GIVEN TEXT »
* BEGIN *

I’ve got to admit that probably the thing I love the most about Montreal is that I can get pretty much ANY ingredient I need for any kind of dish that comes into my mind. There is always a shop or market that carries ripe avocados, there are several Latin American shops where I can get tomatillos, Peruvian ají and rocoto, all sorts of Mexican chillies, piloncillo/panela….Asian stores where you can get lemongrass and galangal or cilantro with its roots still attached etc. etc. etc. I love the food culture here. Montrealers are not only open to foreign cuisine but rather LOVE foreign and exotic restaurants, and shops and markets do an extraordinary job to carry all sorts of produce and products from all over the world. I always feel kind of sorry for the people working at the cashier because they rarely know what it is I’ve carried to their checkout counter and always have to ask in order to press the right button in order to be able to weigh it.
For these huevos divorciados you won’t need any fancy ingredients though. The only “special” ingredient you will need are tomatillos for the Salsa Verde. You might have to resort to canned tomatillos if your stores are less adventurous. The Homemade Mexican Salsa, the red one, is made with easy to find ingredients.
- Salsa Verde
- Homemade Mexican Salsa (link to recipe in post text above)
- 8 tortillas
- 8 eggs
- 1-2 avocado
- Heat a very large pan over medium heat.
- Heat a small pan over medium heat.

* END *

TASK LIST »
**A)** List every item in the dash-marked ingredient list of the recipe text, with quantities as shown.
**B)** Return the passage of the recipe text that opens with the words containing "For these huevos" and closes with "small pan over medium heat.".
Rely solely on the recipe text when doing the tasks.

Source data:
* BEGIN *

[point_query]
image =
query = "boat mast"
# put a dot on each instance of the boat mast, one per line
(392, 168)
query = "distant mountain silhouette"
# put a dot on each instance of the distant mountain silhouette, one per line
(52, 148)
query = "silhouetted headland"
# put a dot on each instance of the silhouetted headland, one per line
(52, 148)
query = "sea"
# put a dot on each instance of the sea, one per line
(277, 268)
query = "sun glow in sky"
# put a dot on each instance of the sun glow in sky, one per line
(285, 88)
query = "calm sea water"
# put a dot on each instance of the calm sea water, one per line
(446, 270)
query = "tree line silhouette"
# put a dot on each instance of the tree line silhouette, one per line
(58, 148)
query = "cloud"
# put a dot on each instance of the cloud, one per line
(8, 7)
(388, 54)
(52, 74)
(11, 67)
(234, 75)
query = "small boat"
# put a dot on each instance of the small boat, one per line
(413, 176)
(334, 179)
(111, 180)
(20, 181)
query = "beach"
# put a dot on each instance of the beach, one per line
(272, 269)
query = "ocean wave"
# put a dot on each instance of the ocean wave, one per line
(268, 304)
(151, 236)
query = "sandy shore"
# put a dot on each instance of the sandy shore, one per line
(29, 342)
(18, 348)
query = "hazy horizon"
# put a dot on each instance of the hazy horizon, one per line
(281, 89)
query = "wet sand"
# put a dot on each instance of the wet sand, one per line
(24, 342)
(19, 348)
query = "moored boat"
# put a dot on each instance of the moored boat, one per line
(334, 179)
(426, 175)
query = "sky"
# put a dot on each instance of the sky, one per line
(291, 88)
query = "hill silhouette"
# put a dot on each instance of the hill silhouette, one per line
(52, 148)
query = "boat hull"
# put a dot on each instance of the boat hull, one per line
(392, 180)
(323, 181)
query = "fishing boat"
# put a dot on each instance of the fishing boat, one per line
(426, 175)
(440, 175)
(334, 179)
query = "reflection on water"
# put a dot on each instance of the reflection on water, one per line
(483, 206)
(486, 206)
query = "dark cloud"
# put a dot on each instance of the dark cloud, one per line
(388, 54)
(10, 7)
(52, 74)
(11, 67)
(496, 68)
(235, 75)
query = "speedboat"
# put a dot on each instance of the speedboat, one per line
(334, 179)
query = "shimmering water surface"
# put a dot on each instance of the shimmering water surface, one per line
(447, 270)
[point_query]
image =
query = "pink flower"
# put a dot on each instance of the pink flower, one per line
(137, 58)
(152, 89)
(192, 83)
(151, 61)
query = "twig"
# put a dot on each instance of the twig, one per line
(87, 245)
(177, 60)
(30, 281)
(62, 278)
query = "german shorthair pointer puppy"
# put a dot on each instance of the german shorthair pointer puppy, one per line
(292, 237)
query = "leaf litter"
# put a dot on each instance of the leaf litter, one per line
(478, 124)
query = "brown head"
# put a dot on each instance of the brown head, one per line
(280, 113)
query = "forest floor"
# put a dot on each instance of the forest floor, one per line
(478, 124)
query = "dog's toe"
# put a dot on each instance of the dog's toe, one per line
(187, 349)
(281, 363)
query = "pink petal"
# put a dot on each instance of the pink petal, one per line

* END *

EXERCISE RESULTS »
**A)**
- Salsa Verde
- Homemade Mexican Salsa
- 8 tortillas
- 8 eggs
- 1-2 avocado

**B)**
For these huevos divorciados you won’t need any fancy ingredients though. The only “special” ingredient you will need are tomatillos for the Salsa Verde. You might have to resort to canned tomatillos if your stores are less adventurous. The Homemade Mexican Salsa, the red one, is made with easy to find ingredients.
- Salsa Verde
- Homemade Mexican Salsa (link to recipe in post text above)
- 8 tortillas
- 8 eggs
- 1-2 avocado
- Heat a very large pan over medium heat.
- Heat a small pan over medium heat.